The intangible assets recognised reflect acquired customer relationships, the
value of the acquired future committed order book, together with the acquired
technology. A significant amount of the value of the acquired business is
attributable to its workforce and sales knowhow and contributes to the
goodwill recognised upon acquisition. £0.4m of goodwill has been allocated to
the Materials Sciences segment in relation to the acquisition of BNV and
£0.8m of goodwill has been recognised within the Vacuum segment in relation
to Henniker. The intangible assets total is split between Henniker (£1.4m)
and BNV (£0.8m).

The majority of the deferred tax liabilities recognised represent the tax
effect which will result from the amortisation of the intangible assets,
estimated using the tax rate substantively enacted at the balance sheet date.

 

7.   Acquisitions (continued)

__REQUIREMENTS__:
**A)** According to the acquisitions text, how much goodwill was recognized within the Vacuum segment in relation to Henniker?
**B)** Carry on the acquisitions text from the point where it stops.
The lines after this point have no connection to the acquisitions text.

__INFORMATION PROVIDED__:
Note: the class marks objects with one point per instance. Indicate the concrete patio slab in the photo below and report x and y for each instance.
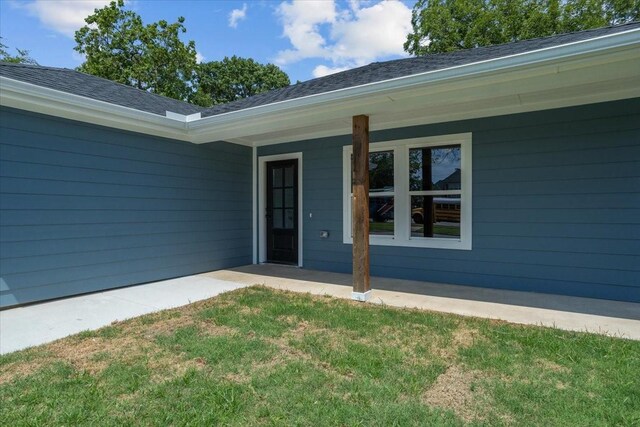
(23, 327)
(614, 318)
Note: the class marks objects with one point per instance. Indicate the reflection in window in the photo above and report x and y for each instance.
(435, 216)
(423, 182)
(435, 191)
(436, 168)
(381, 215)
(381, 171)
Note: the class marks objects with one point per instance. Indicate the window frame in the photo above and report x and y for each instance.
(402, 193)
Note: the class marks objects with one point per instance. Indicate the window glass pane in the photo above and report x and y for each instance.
(288, 219)
(381, 171)
(436, 168)
(277, 198)
(288, 198)
(381, 216)
(288, 176)
(435, 216)
(277, 218)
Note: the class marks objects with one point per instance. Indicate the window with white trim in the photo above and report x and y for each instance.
(419, 192)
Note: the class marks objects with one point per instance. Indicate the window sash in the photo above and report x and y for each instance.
(402, 193)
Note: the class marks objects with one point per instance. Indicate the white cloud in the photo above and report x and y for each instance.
(348, 37)
(237, 15)
(323, 70)
(301, 25)
(62, 16)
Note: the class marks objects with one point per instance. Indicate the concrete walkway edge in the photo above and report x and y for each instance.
(28, 326)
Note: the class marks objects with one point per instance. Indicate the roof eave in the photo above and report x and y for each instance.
(39, 99)
(231, 125)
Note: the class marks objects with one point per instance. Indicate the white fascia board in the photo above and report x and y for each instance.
(467, 71)
(27, 96)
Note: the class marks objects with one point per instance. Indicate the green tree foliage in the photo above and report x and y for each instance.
(22, 56)
(119, 47)
(448, 25)
(234, 78)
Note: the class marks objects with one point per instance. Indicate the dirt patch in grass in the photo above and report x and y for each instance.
(548, 365)
(463, 337)
(455, 390)
(134, 340)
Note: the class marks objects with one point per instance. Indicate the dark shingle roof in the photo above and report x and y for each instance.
(380, 71)
(77, 83)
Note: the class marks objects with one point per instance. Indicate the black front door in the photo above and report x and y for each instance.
(282, 212)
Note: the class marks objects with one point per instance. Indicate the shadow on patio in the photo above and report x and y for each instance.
(440, 297)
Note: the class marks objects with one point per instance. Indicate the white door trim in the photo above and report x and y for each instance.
(262, 228)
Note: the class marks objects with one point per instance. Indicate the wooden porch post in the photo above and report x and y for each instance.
(360, 208)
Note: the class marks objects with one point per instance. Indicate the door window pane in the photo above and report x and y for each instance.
(436, 168)
(277, 218)
(435, 216)
(277, 177)
(288, 219)
(277, 198)
(288, 176)
(381, 216)
(288, 198)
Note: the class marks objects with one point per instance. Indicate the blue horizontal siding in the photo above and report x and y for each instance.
(556, 204)
(85, 208)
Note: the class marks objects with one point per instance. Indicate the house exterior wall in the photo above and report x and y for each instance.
(87, 208)
(556, 204)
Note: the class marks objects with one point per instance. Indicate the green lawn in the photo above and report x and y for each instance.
(263, 357)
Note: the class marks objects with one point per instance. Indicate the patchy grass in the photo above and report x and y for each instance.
(262, 357)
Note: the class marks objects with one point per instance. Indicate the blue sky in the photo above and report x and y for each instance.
(306, 38)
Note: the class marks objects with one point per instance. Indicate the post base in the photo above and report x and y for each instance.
(361, 296)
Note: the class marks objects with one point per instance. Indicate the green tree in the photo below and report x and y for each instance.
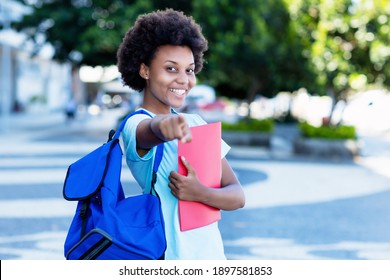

__TASK ANSWERS__:
**A)** £0.8m

**B)**
These acquisitions resulted in revenue of £2.4m and a profit after tax
(before adjusting items) attributable to owners of the parent company of
£0.3m in the period post-acquisition. After amortisation of intangible
assets, the contribution to owners of the parent company's results amounted to
a loss of £0.1m after tax.

If these acquisitions had completed on 1 January 2023, revenue for the Group
for the year ended 31 December 2023 would have increased by a further £0.9m
and profit after tax (before adjusting items) attributable to the owners of
the parent company would have increased by a further £0.1m. After
amortisation of intangible assets, the contribution to owners of the parent
company's results would have amounted to a loss of £0.3m after tax.

 

Acquisition of Luciol Instruments SA (post balance sheet event)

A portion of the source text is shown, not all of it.